Segment Start: Records for this task

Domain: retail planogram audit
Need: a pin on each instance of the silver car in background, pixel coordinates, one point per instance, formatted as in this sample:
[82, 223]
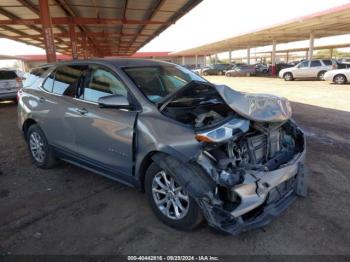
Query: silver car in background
[201, 152]
[308, 69]
[10, 83]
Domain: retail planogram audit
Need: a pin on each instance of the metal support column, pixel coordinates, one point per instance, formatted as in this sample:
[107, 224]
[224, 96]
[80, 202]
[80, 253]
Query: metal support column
[73, 41]
[311, 46]
[248, 56]
[273, 58]
[84, 46]
[47, 31]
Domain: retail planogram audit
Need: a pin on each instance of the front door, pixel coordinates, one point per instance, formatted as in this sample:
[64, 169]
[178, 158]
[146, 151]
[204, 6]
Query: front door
[104, 136]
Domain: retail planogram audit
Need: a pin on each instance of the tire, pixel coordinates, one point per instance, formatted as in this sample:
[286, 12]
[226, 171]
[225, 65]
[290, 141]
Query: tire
[39, 149]
[320, 75]
[340, 79]
[189, 219]
[288, 76]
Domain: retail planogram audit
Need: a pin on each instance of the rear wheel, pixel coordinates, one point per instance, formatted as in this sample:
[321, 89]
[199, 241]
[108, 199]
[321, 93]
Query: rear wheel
[169, 201]
[320, 75]
[340, 79]
[288, 77]
[40, 151]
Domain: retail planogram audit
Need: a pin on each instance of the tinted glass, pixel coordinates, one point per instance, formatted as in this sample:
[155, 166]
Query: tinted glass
[7, 75]
[327, 62]
[303, 64]
[315, 63]
[33, 75]
[156, 82]
[67, 79]
[102, 83]
[49, 82]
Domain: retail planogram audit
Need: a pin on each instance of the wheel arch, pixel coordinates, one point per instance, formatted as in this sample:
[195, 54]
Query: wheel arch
[27, 123]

Segment End: Records for this task

:: What you need to do ::
The lines to show are those in the data above that include "each".

:: Exercise result ::
Need: a pin on each instance of the silver car in background, pixel coordinates, one point per instance, formatted as in this sample:
Need: a pin on each instance of the metal support column, pixel coordinates, one point per instance, formatted as in this sample:
Need: a pin on each instance of the front door, pixel coordinates, one point per instance, formatted as in this sample:
Need: a pin on each instance of the tire, pixel coordinates, one point per instance, formatted as in this sample:
Need: a pin on each instance of the rear wheel, pixel coordinates, one point per instance, formatted as in this sample:
Need: a pin on each instance of the tinted glass, pixel coordinates, one point per instance, formatted as in this sample:
Need: a pin on each instance of the wheel arch, pixel coordinates, one point per instance, formatted as in this sample:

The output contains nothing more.